WHAT TO DO – Rewrite the data from the line with "segment red striped shirt" to the line with "M222 112L222 174L250 174L250 107Z", swapping "outline" for "boundary" and keeping everything else the same. Leave the pictures out.

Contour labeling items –
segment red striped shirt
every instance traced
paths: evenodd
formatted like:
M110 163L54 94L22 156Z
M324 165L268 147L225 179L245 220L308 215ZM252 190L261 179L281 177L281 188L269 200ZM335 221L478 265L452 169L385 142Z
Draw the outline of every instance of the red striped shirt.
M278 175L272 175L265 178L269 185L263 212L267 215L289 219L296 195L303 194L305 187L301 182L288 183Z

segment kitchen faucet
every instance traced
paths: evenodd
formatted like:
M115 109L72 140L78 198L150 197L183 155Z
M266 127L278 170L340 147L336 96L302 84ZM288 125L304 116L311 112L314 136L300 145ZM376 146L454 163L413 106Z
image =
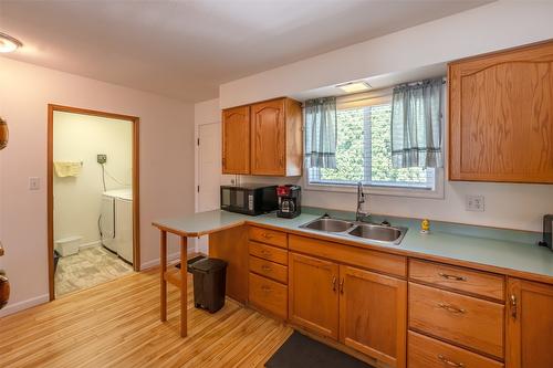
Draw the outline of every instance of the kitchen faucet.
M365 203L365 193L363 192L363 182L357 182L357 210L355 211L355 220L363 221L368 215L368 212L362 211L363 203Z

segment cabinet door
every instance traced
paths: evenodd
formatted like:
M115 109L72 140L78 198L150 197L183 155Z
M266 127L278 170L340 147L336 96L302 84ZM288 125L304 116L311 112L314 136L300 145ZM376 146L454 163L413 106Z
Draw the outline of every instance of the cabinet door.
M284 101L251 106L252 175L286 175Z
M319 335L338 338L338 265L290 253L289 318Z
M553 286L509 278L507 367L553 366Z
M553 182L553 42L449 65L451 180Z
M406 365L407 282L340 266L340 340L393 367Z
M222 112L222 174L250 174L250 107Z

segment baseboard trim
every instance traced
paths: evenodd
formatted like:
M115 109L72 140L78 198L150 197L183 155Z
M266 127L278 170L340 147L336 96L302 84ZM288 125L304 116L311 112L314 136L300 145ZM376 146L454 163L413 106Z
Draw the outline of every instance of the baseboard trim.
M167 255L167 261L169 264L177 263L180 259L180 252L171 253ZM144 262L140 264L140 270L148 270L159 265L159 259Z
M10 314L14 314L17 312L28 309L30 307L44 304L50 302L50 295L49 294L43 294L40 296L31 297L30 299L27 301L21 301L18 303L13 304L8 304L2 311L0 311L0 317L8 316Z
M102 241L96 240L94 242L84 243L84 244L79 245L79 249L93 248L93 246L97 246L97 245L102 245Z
* * *
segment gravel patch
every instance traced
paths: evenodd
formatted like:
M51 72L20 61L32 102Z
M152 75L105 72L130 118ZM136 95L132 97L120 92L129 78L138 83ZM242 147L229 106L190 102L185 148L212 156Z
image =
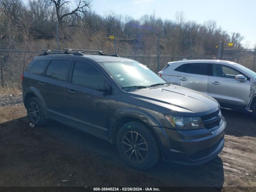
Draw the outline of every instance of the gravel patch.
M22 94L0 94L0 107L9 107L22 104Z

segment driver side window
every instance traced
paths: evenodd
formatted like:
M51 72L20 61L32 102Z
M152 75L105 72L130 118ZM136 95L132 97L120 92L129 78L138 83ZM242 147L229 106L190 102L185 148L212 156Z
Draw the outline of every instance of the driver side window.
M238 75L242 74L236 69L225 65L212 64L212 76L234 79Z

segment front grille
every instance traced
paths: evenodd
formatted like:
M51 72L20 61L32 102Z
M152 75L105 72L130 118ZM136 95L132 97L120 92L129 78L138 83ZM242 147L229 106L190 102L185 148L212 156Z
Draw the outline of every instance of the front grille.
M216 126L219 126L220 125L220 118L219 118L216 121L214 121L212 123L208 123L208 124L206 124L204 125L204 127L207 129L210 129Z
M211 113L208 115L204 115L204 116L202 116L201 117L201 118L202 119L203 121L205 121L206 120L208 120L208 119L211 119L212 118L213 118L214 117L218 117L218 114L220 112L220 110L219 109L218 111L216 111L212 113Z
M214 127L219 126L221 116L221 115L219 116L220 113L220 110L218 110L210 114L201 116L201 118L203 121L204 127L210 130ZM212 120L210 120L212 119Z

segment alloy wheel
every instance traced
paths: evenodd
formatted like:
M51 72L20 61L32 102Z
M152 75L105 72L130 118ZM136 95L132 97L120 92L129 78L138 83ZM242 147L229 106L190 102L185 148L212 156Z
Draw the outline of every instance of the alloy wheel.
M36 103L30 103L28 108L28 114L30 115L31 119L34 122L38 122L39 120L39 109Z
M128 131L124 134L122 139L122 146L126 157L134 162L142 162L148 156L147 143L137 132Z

WORKED SOLUTION –
segment red striped shirt
every instance traced
paths: evenodd
formatted like:
M110 163L54 94L22 156Z
M324 165L268 147L225 179L245 220L308 215ZM252 190L261 179L281 177L281 188L269 200ZM335 221L478 265L452 169L385 142Z
Draw the boundary of every instance of the red striped shirt.
M278 175L272 175L265 178L269 185L263 212L267 215L289 219L296 195L303 194L305 187L301 182L288 183Z

segment kitchen faucet
every instance traced
paths: evenodd
formatted like:
M115 109L72 140L78 198L150 197L183 155Z
M266 127L278 170L340 147L336 96L302 84ZM288 125L304 116L311 112L314 136L300 145ZM376 146L454 163L413 106Z
image =
Draw the boundary of every instance of the kitchen faucet.
M365 203L365 193L363 192L363 182L357 182L357 210L355 211L355 220L363 221L368 215L368 212L362 211L363 203Z

segment cabinet door
every instance traced
paths: evenodd
formatted like:
M115 109L72 140L78 198L150 197L183 155Z
M266 127L278 170L340 147L336 96L302 84ZM288 125L304 116L311 112L314 136L300 145ZM376 146L454 163L413 106Z
Draw the boundary of every instance of the cabinet door.
M284 101L251 106L252 175L286 175Z
M319 335L338 338L338 265L290 253L289 318Z
M553 286L509 278L507 367L553 366Z
M553 182L553 42L449 65L451 180Z
M406 365L407 282L340 266L340 340L393 367Z
M222 112L222 174L250 174L250 107Z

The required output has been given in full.